■ **Problem requirements**
In the forum thread below about changing aquarium gravel, what does Grosse Gurke say to use on the bucket?

■ **Extract provided**
────────

# a quick question?



## piranha198220 (Jan 13, 2003)

i have 4 spilos in a 75gal i want to change the gravel w/new gravel and i want the tank to cycle through so whitch place would they be better off in 4 like 12 hours a 5gal bucket or a 20Lgal tank?


----------



## Grosse Gurke (Jan 3, 2003)

I would probably use both, because they are spilos. use an airpump on the bucket and it should be fine.


----------



## marco (Jan 2, 2003)

i would just take the gravel out with the fish in the tank... i just use a net to scoop up the gravel...
spilos wouldnt be happy together in a 5gal bucket or a 20gal. just my 2 cents

Crapfully Crappy
Marco


----------



## Innes (Jan 13, 2003)

why would you want to change the old gravel, for new gravel?


----------



## marco (Jan 2, 2003)

maybe he has pink gravel?


----------



## bobme (Feb 17, 2003)

maybe,
but why not like take two out, and put a tank devider in for lil while and then do the other half?

────────

■ **Recorded data**
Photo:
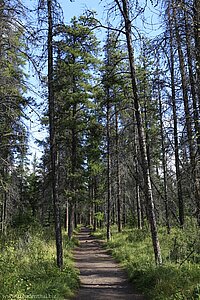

────────

■ **Final result**
An airpump.